What is asked: Turn the records below into a two-column CSV with the headers text and answer, one row per record. Put each record's text and its answer in their own quoted fields, replace line breaks with spaces, and leave out the pictures.
+ + +
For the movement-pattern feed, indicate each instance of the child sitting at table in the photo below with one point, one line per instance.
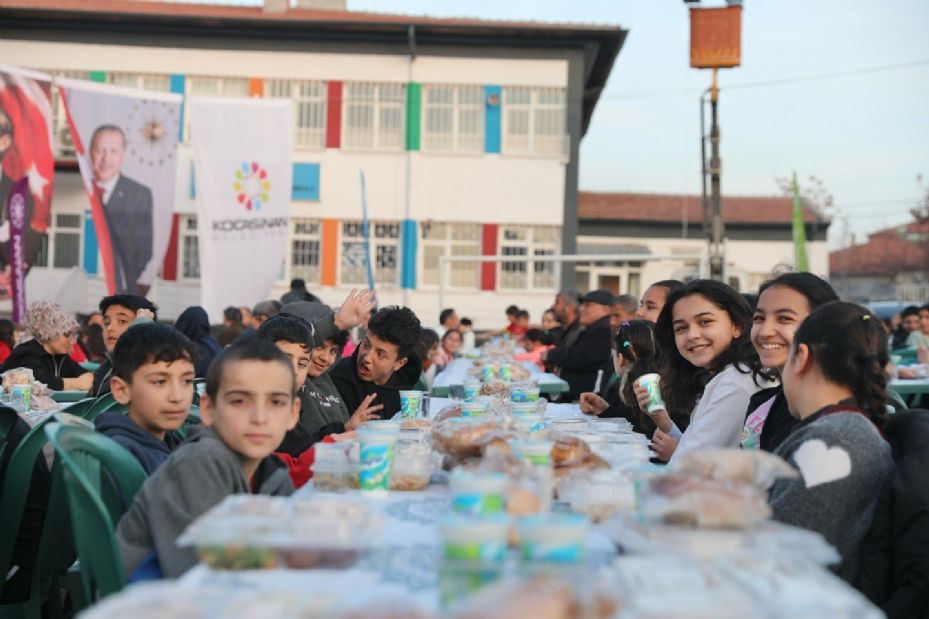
(153, 374)
(835, 385)
(249, 404)
(709, 369)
+ + +
Complete response:
text,answer
"For the movement-pattern feed, indicate each instance of the child sitting at table in the photo below with one point, one line per instance.","(153, 374) (835, 385) (249, 404) (709, 369)"